[Begin Selected extract]

SECURITIES AND EXCHANGE COMMISSION

Washington, D.C. 20549

 

Form 6-K

 

REPORT OF FOREIGN PRIVATE ISSUER PURSUANT TO RULE 13a-16 OR 15d-16 UNDER THE

SECURITIES EXCHANGE ACT OF 1934

 

For the month of July 2025

 

Commission File Number: 001-38091

 

NATIONAL ENERGY SERVICES REUNITED CORP.

(Exact name of Registrant as specified in its charter)

 

Not Applicable

(Translation of registrant’s name into English)

 

777 Post Oak Blvd., Suite 730

Houston, Texas 77056

(Address of principal executive office)

 

Indicate by check mark whether the registrant files or will file annual reports under cover of Form 20-F or Form 40-F. Form 20-F ☒ Form 40-F ☐

 

Indicate by check mark if the registrant is submitting the Form 6-K in paper as permitted by Regulation S-T Rule 101(b)(1): ☐

 

Indicate by check mark if the registrant is submitting the Form 6-K in paper as permitted by Regulation S-T Rule 101(b)(7): ☐

 

The information and related exhibits contained in this Report on Form 6-K are hereby incorporated by reference into National Energy Services Reunited Corp.’s Registration Statement on Form S-8 (File No. 333-280902).

 

 

 

 

 

INFORMATION CONTAINED IN THIS FORM 6-K REPORT

 

Completion of Exchange Offer and Consent Solicitation and Notice to Exercise Right to Exchange Remaining Outstanding Warrants

 

On July 3, 2025, National Energy Services Reunited Corp., a British Virgin Islands company (the “Company”), issued a press release announcing the closing of its previously announced exchange offer (the “Offer”) and consent solicitation (the “Consent Solicitation”) relating to its outstanding warrants (the “Warrants”) to purchase ordinary shares of the Company, no par value (the “Ordinary Shares”), to receive 0.10 Ordinary Shares in exchange for each outstanding Warrant tendered by the holder and exchanged pursuant to the Offer. The Warrants trade on the Nasdaq Capital Market under the symbol “NESRW.”

[End Selected extract]
[Begin Dataset content]

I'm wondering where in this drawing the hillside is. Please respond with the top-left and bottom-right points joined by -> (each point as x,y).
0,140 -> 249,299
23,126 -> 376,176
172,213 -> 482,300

[End Dataset content]

> _Your goal_:
Set down the passage of the Form 6-K filing from "For the month" to "in its charter)" word for word.

> _The reply_:
For the month of July 2025

 

Commission File Number: 001-38091

 

NATIONAL ENERGY SERVICES REUNITED CORP.

(Exact name of Registrant as specified in its charter)